### QUOTED TEXT
****************

Edited By Vishal kumar | Updated on Aug 13, 2024 11:05 AM IST

Electric potential is like the driving force behind electricity. It determines how electric charges behave and move through wires and circuits. Think of it as the push or energy that enables electricity to flow from one point to another. This push, measured in joules per coulomb, explains why batteries can power devices, lights turn on when you flip a switch, and appliances work when plugged in. Understanding electric potential helps us comprehend how electricity operates in our everyday lives, influencing everything from powering gadgets to lighting up our homes.

In this article, we will cover the concept of Electric Potential. This concept is in the class 12th electrostatic chapter. It is not only essential for board exams but also for competitive exams like the JEE Main, NEET, and other entrance exams such as SRMJEE, BITSAT, WBJEE, BCECE and more. Over the last ten years of the JEE Main exam (from 2013 to 2023), a total of six questions have been asked on this concept. And for NEET two questions were asked from this concept. It is a very important topic for understanding the electrostatic chapter and many questions are asked about this concept.

****************

### DATA EXCERPT
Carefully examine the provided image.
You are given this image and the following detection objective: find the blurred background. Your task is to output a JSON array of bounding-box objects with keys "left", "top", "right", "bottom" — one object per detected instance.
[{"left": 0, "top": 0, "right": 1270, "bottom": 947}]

****************

### SHORT TASK
Reproduce the passage on electric potential above, beginning at the words "Edited By Vishal" and stopping after "up our homes.".

### REPLY TO THE TASK
Edited By Vishal kumar | Updated on Aug 13, 2024 11:05 AM IST

Electric potential is like the driving force behind electricity. It determines how electric charges behave and move through wires and circuits. Think of it as the push or energy that enables electricity to flow from one point to another. This push, measured in joules per coulomb, explains why batteries can power devices, lights turn on when you flip a switch, and appliances work when plugged in. Understanding electric potential helps us comprehend how electricity operates in our everyday lives, influencing everything from powering gadgets to lighting up our homes.